* **What the task asks**:
Print all records exactly, leaving nothing out.

★ ★ ★ ★ ★

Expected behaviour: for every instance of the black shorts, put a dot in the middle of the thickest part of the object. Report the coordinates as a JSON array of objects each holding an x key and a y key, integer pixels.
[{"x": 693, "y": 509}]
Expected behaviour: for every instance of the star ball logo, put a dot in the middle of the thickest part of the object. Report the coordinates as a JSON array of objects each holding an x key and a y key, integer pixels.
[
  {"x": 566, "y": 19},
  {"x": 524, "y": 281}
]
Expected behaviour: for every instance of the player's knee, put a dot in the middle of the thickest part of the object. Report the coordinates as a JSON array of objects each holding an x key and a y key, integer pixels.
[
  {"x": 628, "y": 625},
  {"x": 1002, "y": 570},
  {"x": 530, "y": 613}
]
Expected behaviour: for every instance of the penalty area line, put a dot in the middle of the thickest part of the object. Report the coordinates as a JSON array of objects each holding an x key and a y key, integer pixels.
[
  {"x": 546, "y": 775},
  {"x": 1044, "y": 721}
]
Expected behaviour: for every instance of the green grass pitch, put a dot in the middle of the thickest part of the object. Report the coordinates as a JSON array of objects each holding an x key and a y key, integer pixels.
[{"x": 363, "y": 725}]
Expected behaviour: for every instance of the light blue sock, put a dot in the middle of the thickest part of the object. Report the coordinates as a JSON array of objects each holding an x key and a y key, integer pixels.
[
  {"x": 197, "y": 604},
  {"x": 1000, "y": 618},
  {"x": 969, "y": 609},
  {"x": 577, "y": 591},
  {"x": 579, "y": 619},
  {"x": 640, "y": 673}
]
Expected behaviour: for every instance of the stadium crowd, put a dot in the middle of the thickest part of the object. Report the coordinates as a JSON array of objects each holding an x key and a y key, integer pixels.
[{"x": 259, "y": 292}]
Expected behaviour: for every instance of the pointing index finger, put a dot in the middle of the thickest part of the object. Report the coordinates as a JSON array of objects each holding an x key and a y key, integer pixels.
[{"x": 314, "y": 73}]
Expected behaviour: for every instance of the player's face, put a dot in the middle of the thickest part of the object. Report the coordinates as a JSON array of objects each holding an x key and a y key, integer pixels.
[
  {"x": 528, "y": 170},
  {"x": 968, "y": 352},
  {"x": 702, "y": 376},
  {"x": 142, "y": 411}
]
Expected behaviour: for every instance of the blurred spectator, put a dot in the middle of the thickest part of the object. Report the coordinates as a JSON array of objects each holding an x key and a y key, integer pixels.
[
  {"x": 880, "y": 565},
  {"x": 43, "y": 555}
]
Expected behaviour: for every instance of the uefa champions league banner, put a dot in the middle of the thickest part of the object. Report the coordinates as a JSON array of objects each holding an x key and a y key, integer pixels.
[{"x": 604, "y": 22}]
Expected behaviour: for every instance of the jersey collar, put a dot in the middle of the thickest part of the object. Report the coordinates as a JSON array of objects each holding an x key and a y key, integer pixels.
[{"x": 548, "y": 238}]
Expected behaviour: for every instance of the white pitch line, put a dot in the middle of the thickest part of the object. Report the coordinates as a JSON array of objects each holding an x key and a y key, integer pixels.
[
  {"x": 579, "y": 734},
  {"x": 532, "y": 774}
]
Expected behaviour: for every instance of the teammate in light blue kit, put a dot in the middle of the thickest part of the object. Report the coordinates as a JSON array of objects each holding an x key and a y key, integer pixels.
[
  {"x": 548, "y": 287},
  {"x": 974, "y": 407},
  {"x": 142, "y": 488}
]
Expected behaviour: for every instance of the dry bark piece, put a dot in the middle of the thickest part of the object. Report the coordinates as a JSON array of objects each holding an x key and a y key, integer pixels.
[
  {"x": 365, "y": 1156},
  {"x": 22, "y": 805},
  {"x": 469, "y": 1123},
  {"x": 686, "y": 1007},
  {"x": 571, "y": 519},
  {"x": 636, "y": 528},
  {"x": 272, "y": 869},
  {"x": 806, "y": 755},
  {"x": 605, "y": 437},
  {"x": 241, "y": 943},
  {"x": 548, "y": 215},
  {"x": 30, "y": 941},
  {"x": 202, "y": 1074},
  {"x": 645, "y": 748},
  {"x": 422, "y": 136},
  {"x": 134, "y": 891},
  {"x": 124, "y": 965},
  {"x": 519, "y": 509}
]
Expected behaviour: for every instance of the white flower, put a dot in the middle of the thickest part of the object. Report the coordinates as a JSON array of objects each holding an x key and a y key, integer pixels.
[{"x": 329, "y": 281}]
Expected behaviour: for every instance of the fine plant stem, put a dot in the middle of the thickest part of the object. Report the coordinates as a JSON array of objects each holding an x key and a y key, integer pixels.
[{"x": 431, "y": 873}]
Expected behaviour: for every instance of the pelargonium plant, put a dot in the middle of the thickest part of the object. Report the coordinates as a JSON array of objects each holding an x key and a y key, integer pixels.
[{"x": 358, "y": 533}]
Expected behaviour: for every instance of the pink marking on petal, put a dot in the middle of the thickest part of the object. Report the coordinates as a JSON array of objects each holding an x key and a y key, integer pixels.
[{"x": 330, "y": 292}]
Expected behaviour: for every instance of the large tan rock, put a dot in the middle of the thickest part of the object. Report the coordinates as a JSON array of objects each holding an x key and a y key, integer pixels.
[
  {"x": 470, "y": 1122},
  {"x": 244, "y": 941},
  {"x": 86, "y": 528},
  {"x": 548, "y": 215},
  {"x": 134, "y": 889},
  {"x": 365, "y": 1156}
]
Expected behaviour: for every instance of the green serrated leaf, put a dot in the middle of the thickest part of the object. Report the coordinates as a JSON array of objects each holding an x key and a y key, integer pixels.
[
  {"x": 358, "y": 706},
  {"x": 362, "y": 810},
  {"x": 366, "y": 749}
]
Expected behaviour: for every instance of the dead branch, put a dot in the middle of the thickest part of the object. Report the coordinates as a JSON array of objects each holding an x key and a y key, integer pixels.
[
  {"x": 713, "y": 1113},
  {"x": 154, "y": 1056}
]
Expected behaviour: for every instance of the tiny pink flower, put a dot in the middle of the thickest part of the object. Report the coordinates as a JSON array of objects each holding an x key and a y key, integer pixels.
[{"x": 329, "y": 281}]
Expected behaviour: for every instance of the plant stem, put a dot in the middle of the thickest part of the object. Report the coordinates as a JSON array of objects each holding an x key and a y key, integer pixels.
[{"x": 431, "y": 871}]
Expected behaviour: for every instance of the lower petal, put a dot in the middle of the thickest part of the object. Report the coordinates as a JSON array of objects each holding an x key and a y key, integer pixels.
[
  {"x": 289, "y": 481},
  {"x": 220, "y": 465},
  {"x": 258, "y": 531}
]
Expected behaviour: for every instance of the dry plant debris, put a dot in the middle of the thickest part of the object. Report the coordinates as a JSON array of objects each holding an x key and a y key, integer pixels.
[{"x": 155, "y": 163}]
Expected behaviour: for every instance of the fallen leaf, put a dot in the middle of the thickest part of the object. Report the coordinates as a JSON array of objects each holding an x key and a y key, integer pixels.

★ ★ ★ ★ ★

* **Output for this exercise**:
Expected behaviour: for every instance of the black shorts, put a dot in the middle of the thickest part of the object. Report the coordinates as a JSON array of objects each holding an x key and a y key, integer pixels.
[{"x": 693, "y": 509}]
Expected behaviour: for every instance of the star ball logo, put a dot in the middle of the thickest part of the object. Report the coordinates as a JSON array of objects each holding an x key and a y key, integer pixels.
[
  {"x": 566, "y": 19},
  {"x": 524, "y": 281}
]
Expected behaviour: for every instance of the player's knee, put a dot in the middle of the thickest part of the object. Report the coordinates as a JSON array of objects each holding an x key and a y key, integer pixels.
[
  {"x": 628, "y": 625},
  {"x": 1002, "y": 570},
  {"x": 530, "y": 613}
]
Expected behaviour: for every instance of the penalty area line, put a dot in the middle of the thickest part of the object. Report the coordinates as a JSON array of objects each holding an x key and a y key, integer pixels.
[
  {"x": 546, "y": 775},
  {"x": 1044, "y": 721}
]
Expected behaviour: for every instance of the green grass pitch, put a dot in the middle of the thickest part of the object. Report the coordinates as a JSON array of objects each holding an x key and a y key, integer pixels.
[{"x": 363, "y": 725}]
Expected behaviour: for every instance of the light blue sock, put a dot in the middle of the thickest part of the object. Report the coordinates as a JSON array of objects each holding an x key and a y key, integer pixels.
[
  {"x": 197, "y": 604},
  {"x": 1000, "y": 618},
  {"x": 969, "y": 609},
  {"x": 577, "y": 591},
  {"x": 579, "y": 619},
  {"x": 640, "y": 673}
]
Expected behaviour: for every instance of the stadium crowd, put a dot in the middle of the thickest part of the object. Report the coordinates as a JSON array of objects each holding an x key and a y key, integer pixels.
[{"x": 259, "y": 292}]
Expected behaviour: for every instance of the pointing index finger, put a dot in the middle of the thickest part of the object. Report the coordinates as a JSON array of objects each holding an x key and a y key, integer pixels.
[{"x": 314, "y": 73}]
Expected behaviour: for every instance of the player's face, put a dot in the middle of the thickest part of the object. Report the coordinates as a JSON array of objects each holding an x key and a y key, integer pixels.
[
  {"x": 528, "y": 170},
  {"x": 968, "y": 352},
  {"x": 702, "y": 376},
  {"x": 142, "y": 411}
]
Expected behaviour: for every instance of the blurred spectator, put a dot in the middle of the thickest part of the object. Report the coordinates as a JSON array of objects each holding an x key and a y key, integer pixels.
[
  {"x": 880, "y": 565},
  {"x": 43, "y": 555}
]
Expected behaviour: for every instance of the uefa champions league banner, put a dot in the middle of the thickest part of the object. Report the coordinates as a JSON array of objects each holding an x key and a y key, integer pixels.
[{"x": 604, "y": 22}]
Expected behaviour: for every instance of the jersey collar, put a dot in the middle of the thickest part of the object. Report the coordinates as a JSON array of objects each holding an x key and a y key, integer pixels.
[{"x": 548, "y": 238}]
Expected behaviour: for every instance of the white pitch line, put a dot in the middle of the thickest part of the object. Report the coordinates as a JSON array of objects each holding an x key and a y key, integer pixels.
[
  {"x": 579, "y": 734},
  {"x": 532, "y": 774}
]
Expected behaviour: for every instance of the teammate in light blue kit, put a dot in the middle of the thickest part of the object. Report the coordinates as a JSON array of objects each holding an x key and a y key, integer pixels.
[
  {"x": 548, "y": 287},
  {"x": 974, "y": 407},
  {"x": 142, "y": 488}
]
Expected behaviour: for every instance of the dry bark piece, put a dot in the middle of the thickest part of the object. Report the coordinates as a JSON array of objects each holding an x key and a y key, integer pixels.
[
  {"x": 365, "y": 1156},
  {"x": 22, "y": 805},
  {"x": 469, "y": 1123},
  {"x": 686, "y": 1007},
  {"x": 571, "y": 519},
  {"x": 636, "y": 528},
  {"x": 272, "y": 869},
  {"x": 806, "y": 755},
  {"x": 605, "y": 437},
  {"x": 241, "y": 943},
  {"x": 548, "y": 215},
  {"x": 30, "y": 941},
  {"x": 202, "y": 1074},
  {"x": 645, "y": 748},
  {"x": 422, "y": 136},
  {"x": 134, "y": 891},
  {"x": 124, "y": 965},
  {"x": 519, "y": 509}
]
Expected behaviour: for every instance of the white flower, put a dot in the middle of the thickest part of the object. Report the coordinates as a JSON array of objects each holding an x key and a y key, integer pixels.
[{"x": 329, "y": 281}]
Expected behaviour: for every instance of the fine plant stem, put a dot in the middle of the thickest part of the object. Report the coordinates as a JSON array of objects each holding an x key and a y key, integer pixels.
[{"x": 431, "y": 873}]
Expected behaviour: for every instance of the pelargonium plant, put a dot in the middle of the thickest part of the object. Report the coordinates as a JSON array of objects each holding an x key and a y key, integer pixels.
[{"x": 358, "y": 533}]
Expected behaviour: for every instance of the pink marking on petal, put a dot in the middle of the thickest part of the object. Report the coordinates as a JSON array of objects each holding an x key and a y key, integer pixels.
[{"x": 330, "y": 292}]
Expected behaviour: for every instance of the large tan rock, put a dot in the middle of the thickest part of the object. Report the coordinates as a JSON array of objects each holding an x key and a y key, integer pixels.
[
  {"x": 470, "y": 1122},
  {"x": 244, "y": 941},
  {"x": 86, "y": 528},
  {"x": 548, "y": 215},
  {"x": 134, "y": 889},
  {"x": 365, "y": 1156}
]
Expected behaviour: for every instance of the green serrated leaf, put a dot in the middle of the thickest part of the object. Report the coordinates as a JSON array of objects each holding an x key and a y key, integer pixels.
[
  {"x": 358, "y": 706},
  {"x": 362, "y": 810},
  {"x": 366, "y": 749}
]
Expected behaviour: for every instance of the dead branch, put a dot in the middle of the thickest part of the object. Report the coordinates as a JSON array of objects each holding an x key and a y key, integer pixels.
[
  {"x": 713, "y": 1113},
  {"x": 154, "y": 1056}
]
Expected behaviour: for every instance of the tiny pink flower, put a dot in the middle of the thickest part of the object. Report the coordinates as a JSON array of objects each holding an x key and a y key, integer pixels.
[{"x": 329, "y": 281}]
Expected behaviour: for every instance of the plant stem, put a dot in the middle of the thickest part of the object. Report the coordinates as a JSON array of objects each holding an x key and a y key, integer pixels.
[{"x": 431, "y": 871}]
Expected behaviour: for every instance of the lower petal, put a dot in the middle of the thickest part of the object. Report the coordinates as a JSON array of objects each holding an x key and a y key, integer pixels.
[
  {"x": 289, "y": 481},
  {"x": 220, "y": 465},
  {"x": 258, "y": 531}
]
Expected behaviour: for every instance of the dry plant debris, put a dot in the middle of the thickest part of the object. Report the coordinates as a JSON array of objects each holding an x key and a y key, integer pixels.
[{"x": 155, "y": 163}]
Expected behaviour: for every instance of the fallen leaf, put a dot in the middle of the thickest part of the object. Report the coordinates as a JSON array of objects each holding an x key and a y key, integer pixels.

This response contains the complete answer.